- _Stated goal_:
Can you output every line of the listing below word for word, leaving out the pictures?

[Detection examples]
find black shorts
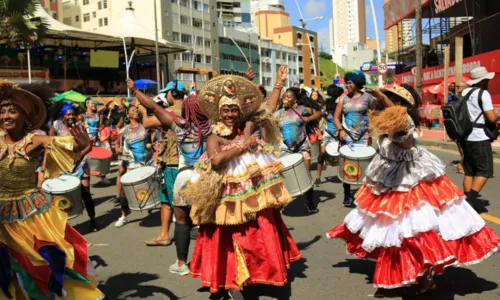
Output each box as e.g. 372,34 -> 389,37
462,141 -> 493,178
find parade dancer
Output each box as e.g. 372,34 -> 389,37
179,75 -> 301,293
49,102 -> 97,232
127,79 -> 213,275
334,70 -> 375,207
314,84 -> 344,186
115,100 -> 154,228
327,85 -> 500,297
269,66 -> 321,213
0,81 -> 104,300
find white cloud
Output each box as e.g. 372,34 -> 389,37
299,0 -> 326,18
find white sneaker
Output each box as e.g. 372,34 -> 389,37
168,259 -> 189,275
115,216 -> 128,228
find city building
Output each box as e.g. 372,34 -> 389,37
259,39 -> 301,93
217,0 -> 252,28
40,0 -> 63,21
63,0 -> 219,87
219,26 -> 260,79
332,0 -> 366,50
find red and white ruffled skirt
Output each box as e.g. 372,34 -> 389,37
326,175 -> 500,289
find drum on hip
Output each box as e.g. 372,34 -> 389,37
280,153 -> 314,197
42,175 -> 83,220
339,144 -> 376,185
120,166 -> 160,211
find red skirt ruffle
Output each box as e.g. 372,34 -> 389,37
327,224 -> 500,288
356,175 -> 464,218
190,208 -> 302,293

- _Correct result_:
find black shorts
Output each box as e.g. 372,34 -> 389,37
462,141 -> 493,178
find parade dancer
Output each box as e.g. 372,34 -> 389,37
179,75 -> 301,293
49,102 -> 97,232
127,79 -> 213,275
334,70 -> 375,207
314,84 -> 344,186
115,100 -> 154,228
327,85 -> 500,297
269,66 -> 321,213
0,81 -> 104,300
find white cloud
Output each box as e.g. 372,34 -> 389,37
299,0 -> 326,18
find white sneaker
Output each box as e.g. 372,34 -> 389,37
168,259 -> 189,275
115,216 -> 128,228
find city building
Output each box as e.g. 372,34 -> 389,37
259,39 -> 301,93
217,0 -> 252,28
40,0 -> 63,21
63,0 -> 219,87
219,26 -> 260,79
332,0 -> 366,50
find red and white ruffled skirt
Output each box as e.g. 372,34 -> 389,37
326,175 -> 500,289
find drum on hip
Output each box as e.g. 372,34 -> 389,37
280,153 -> 314,197
42,175 -> 83,220
339,144 -> 376,185
120,166 -> 160,211
find red skirt ruffle
Output each box as e.g. 372,34 -> 389,37
327,224 -> 500,288
356,175 -> 464,218
190,208 -> 302,293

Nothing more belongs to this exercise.